Work instructions: Repeat exactly the lines that run from the one containing "Mark every instance of the overcast" to the end of the data, and leave out all others.

+ + + + + + +

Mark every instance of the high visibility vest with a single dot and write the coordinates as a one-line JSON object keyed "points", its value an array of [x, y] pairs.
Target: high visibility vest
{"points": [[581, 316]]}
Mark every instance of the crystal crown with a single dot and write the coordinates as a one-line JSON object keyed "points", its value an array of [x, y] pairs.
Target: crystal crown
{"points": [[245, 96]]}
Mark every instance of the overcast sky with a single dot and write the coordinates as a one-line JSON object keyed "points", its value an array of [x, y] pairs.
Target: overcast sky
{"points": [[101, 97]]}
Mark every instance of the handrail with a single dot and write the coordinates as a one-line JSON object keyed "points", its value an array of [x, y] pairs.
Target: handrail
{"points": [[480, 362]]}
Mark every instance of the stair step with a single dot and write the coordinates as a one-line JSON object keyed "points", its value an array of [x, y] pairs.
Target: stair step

+ + + + + + +

Finished task:
Mark every instance of the overcast sky with a single dot and write the coordinates as a one-line JSON object keyed "points", its value an array of [x, y] pairs.
Target: overcast sky
{"points": [[101, 97]]}
Mark every instance of the handrail with a single dot and write the coordinates as a one-line JSON object keyed "points", its value an array of [x, y] pairs.
Target: handrail
{"points": [[480, 362]]}
Mark every instance of the stair step with a single dot and write the coordinates as a one-line JSON object keyed "points", its value an array of [x, y] pairs.
Target: stair step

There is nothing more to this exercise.